Set exercise:
Please retype the data below, from the line with "TARGET: dancer's ear" to the line with "[0,0,253,157]", both lines included. Leave out any pictures.

Records for the exercise:
########

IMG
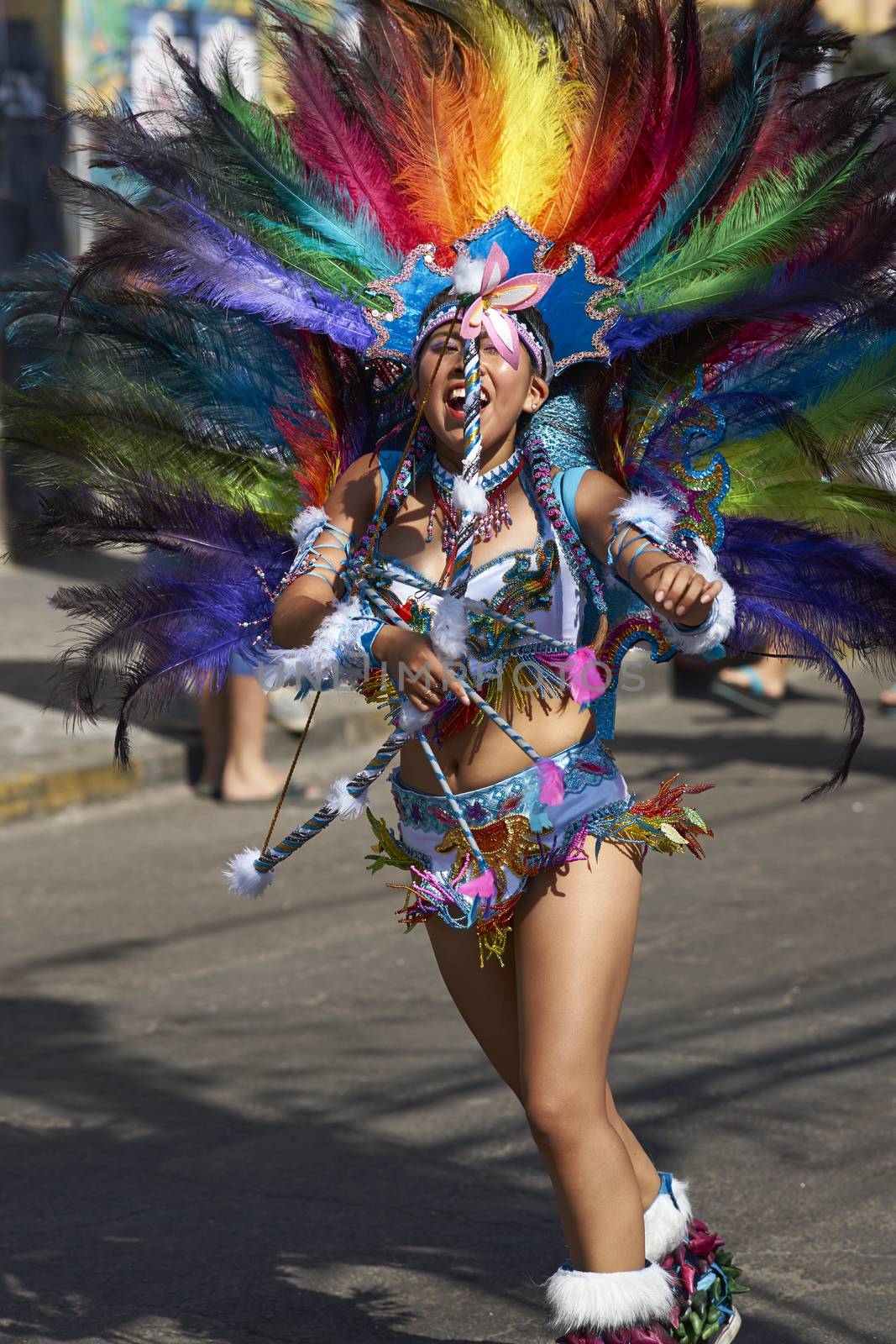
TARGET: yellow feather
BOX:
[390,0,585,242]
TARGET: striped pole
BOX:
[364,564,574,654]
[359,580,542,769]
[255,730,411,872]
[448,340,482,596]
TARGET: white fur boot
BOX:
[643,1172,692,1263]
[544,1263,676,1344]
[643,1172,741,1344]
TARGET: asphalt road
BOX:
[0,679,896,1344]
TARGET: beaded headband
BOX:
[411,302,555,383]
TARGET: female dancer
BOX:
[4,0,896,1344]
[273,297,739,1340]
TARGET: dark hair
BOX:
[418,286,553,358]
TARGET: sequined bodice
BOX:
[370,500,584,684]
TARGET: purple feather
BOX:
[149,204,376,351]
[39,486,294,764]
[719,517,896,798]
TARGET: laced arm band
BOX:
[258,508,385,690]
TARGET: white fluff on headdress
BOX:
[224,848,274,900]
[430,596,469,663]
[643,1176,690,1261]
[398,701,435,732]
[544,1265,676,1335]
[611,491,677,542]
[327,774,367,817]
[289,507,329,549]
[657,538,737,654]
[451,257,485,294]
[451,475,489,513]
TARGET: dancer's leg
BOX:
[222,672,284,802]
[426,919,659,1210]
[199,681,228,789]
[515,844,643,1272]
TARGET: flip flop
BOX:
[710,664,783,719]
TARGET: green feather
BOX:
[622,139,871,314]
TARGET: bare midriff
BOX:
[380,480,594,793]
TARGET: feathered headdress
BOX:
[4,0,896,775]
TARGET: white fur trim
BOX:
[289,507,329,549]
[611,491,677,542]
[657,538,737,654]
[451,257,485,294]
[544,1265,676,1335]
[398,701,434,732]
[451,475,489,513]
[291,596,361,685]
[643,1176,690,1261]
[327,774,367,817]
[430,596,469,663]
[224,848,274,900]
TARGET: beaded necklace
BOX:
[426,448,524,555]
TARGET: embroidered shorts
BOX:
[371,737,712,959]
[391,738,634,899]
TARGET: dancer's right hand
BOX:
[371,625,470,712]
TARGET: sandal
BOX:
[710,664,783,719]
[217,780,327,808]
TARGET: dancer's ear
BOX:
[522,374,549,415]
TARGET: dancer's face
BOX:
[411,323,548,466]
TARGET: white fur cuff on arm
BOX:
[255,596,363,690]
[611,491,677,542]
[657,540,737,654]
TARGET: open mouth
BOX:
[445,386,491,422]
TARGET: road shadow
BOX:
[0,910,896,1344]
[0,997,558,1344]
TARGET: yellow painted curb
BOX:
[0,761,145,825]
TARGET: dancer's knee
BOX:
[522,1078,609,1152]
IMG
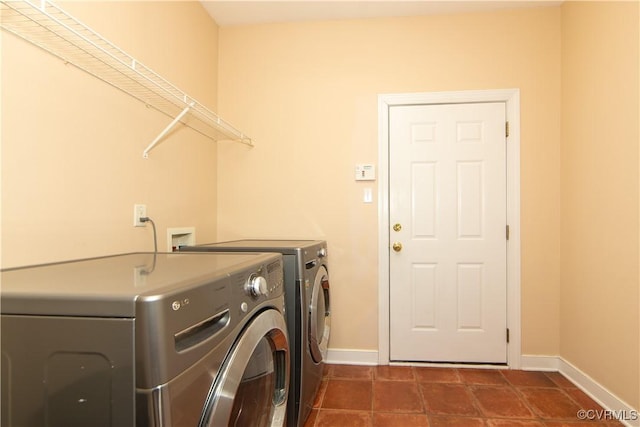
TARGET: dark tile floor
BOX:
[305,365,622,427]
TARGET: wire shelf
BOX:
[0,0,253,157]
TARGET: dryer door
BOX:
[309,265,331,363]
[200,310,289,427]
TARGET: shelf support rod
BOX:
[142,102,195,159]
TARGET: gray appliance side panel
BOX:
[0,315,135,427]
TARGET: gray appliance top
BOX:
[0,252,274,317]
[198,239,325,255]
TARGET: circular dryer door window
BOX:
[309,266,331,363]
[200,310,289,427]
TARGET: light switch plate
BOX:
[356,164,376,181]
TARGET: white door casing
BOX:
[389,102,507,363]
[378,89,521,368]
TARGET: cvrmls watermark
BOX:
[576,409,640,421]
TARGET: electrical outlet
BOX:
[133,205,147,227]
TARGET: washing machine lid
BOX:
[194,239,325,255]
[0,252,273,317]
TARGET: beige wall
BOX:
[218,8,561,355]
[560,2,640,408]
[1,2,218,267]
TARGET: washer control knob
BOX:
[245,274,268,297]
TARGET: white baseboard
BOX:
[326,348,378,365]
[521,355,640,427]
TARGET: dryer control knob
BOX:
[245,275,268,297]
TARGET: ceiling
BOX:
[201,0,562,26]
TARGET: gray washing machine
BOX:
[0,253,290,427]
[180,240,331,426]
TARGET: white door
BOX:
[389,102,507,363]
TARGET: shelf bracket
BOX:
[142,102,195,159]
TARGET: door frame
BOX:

########

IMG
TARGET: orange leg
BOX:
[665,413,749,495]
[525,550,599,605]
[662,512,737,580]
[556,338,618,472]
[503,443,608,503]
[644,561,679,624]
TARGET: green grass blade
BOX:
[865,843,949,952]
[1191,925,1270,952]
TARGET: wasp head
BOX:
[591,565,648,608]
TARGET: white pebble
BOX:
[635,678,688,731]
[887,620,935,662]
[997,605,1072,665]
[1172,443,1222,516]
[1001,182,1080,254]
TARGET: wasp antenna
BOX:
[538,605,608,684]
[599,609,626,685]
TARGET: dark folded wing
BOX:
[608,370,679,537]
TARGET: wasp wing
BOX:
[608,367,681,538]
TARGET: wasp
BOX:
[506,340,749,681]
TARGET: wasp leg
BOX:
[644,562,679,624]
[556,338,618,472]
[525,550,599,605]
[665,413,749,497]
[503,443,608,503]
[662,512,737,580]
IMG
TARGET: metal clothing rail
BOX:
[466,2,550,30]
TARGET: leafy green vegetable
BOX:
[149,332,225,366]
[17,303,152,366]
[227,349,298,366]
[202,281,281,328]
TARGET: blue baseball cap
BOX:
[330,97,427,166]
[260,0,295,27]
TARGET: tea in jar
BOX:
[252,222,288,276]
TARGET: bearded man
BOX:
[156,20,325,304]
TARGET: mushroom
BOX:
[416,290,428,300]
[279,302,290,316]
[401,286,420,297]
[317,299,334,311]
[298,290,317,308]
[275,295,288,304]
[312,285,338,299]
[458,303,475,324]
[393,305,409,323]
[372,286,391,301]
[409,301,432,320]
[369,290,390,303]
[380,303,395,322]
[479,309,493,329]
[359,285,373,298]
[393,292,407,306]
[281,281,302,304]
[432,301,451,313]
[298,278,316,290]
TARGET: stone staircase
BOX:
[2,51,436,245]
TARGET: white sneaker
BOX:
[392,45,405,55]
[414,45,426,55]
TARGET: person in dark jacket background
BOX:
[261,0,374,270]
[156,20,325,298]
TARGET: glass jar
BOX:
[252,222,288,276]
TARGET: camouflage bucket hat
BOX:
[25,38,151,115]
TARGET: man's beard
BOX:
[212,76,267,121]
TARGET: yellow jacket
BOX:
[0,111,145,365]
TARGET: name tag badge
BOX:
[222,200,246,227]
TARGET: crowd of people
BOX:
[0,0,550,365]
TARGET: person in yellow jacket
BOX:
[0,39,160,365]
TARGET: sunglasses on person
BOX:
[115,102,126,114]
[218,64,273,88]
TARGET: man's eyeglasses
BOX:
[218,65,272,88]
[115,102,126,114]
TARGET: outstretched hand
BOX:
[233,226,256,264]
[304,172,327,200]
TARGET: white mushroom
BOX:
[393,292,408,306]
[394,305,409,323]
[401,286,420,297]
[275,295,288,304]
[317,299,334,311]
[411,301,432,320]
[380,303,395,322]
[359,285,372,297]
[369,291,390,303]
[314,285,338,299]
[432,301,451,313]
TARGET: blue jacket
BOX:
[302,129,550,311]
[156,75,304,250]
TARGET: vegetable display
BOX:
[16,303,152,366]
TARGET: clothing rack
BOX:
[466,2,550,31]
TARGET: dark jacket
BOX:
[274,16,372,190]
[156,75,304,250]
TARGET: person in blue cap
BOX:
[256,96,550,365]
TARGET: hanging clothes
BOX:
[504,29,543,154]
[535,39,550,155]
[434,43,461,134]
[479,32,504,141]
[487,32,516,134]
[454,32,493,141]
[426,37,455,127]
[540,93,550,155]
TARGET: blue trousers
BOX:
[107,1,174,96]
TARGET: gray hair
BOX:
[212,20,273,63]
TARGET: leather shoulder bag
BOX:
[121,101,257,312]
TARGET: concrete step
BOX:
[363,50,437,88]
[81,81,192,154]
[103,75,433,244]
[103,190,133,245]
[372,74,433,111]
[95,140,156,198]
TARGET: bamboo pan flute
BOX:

########

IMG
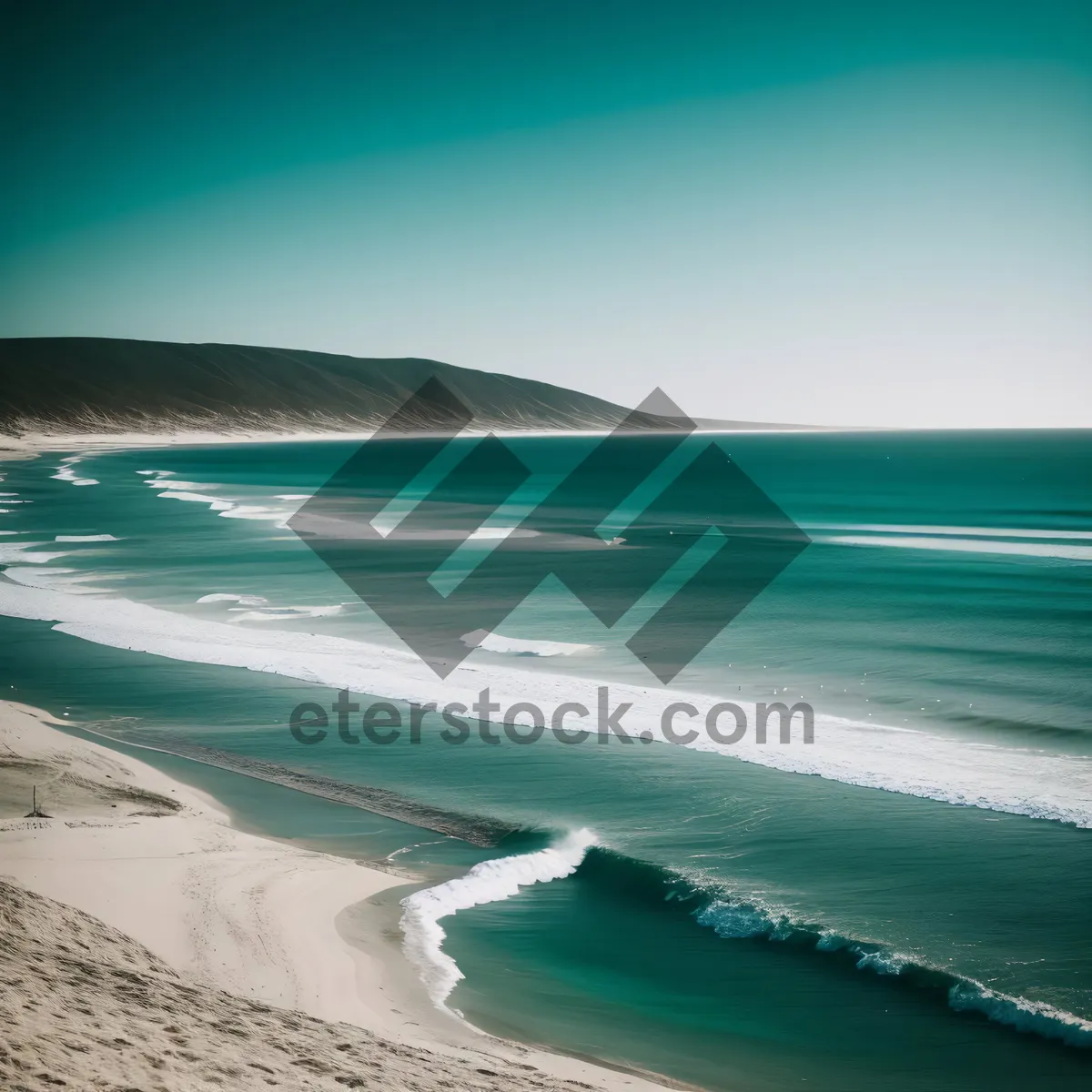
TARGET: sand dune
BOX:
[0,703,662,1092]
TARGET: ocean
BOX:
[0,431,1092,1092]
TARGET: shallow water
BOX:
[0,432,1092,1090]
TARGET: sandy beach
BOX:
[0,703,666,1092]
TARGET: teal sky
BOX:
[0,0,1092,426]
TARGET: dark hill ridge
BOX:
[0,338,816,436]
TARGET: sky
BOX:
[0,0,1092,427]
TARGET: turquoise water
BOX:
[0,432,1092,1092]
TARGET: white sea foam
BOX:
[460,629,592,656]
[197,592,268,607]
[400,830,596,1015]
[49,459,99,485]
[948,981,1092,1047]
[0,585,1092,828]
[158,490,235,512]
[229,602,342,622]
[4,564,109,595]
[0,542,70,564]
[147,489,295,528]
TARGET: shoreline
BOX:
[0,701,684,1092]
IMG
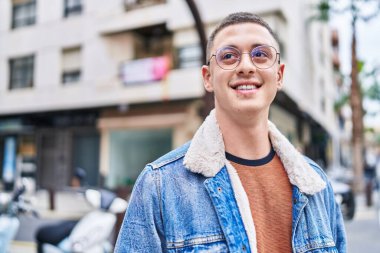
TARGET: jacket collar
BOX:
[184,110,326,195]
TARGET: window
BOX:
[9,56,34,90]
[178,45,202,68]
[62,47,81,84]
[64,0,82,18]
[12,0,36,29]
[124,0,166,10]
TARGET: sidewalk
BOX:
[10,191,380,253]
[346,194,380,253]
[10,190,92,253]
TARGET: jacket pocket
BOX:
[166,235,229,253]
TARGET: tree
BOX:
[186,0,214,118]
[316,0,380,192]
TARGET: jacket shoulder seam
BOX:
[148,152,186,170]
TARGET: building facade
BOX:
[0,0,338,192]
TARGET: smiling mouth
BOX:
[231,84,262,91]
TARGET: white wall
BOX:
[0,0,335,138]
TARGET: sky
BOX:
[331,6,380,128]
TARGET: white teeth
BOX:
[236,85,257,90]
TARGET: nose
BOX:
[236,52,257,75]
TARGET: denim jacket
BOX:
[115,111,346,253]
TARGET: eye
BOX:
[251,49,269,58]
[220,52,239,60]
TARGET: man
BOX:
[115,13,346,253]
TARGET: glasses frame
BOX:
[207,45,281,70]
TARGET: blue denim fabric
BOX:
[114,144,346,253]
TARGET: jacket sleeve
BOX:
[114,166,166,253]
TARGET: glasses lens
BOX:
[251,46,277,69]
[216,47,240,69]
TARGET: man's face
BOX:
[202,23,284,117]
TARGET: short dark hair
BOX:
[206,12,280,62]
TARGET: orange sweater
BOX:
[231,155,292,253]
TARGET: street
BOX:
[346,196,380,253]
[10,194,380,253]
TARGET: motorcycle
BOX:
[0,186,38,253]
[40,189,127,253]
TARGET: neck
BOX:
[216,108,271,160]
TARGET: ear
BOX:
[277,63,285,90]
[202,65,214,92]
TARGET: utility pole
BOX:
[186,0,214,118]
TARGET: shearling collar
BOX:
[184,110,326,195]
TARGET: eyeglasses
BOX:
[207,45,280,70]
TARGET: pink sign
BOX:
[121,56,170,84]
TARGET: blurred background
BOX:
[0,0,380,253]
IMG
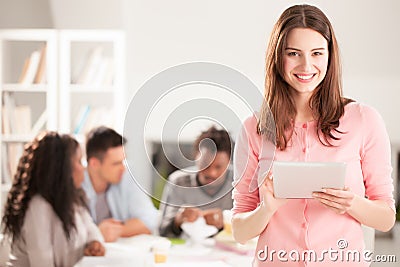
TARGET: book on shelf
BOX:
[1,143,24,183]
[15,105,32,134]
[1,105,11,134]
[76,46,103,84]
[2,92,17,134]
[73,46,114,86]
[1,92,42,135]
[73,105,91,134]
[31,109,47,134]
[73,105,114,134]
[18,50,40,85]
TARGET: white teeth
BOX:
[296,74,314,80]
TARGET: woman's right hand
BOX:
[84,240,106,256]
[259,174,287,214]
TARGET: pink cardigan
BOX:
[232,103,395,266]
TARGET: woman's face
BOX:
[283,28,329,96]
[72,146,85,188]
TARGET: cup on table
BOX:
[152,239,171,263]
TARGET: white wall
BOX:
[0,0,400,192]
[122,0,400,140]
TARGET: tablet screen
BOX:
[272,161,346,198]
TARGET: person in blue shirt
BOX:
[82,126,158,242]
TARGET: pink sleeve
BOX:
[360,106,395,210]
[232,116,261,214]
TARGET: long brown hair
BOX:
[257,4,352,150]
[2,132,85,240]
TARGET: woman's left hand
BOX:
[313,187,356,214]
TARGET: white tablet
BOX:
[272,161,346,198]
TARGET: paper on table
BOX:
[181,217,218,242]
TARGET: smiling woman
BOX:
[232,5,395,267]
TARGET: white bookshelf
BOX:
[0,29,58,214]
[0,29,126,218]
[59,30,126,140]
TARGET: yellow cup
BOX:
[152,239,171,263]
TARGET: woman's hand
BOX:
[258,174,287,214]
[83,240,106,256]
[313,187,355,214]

########

Exercise response:
TARGET: dancer's ear
BOX:
[522,374,549,415]
TARGET: dancer's face
BOX:
[411,323,548,466]
TARGET: white fur cuff on arm
BOX:
[255,596,363,690]
[611,491,677,542]
[657,540,737,654]
TARGET: open mouth
BOX:
[445,386,491,422]
TARGET: road shadow
BOX:
[0,910,896,1344]
[0,997,558,1344]
TARGET: yellow painted curb
BOX:
[0,761,145,825]
TARGET: dancer's knee
BOX:
[522,1078,609,1152]
IMG
TARGET: dark tile floor
BOX:
[305,365,622,427]
TARGET: wire shelf
BOX:
[0,0,253,157]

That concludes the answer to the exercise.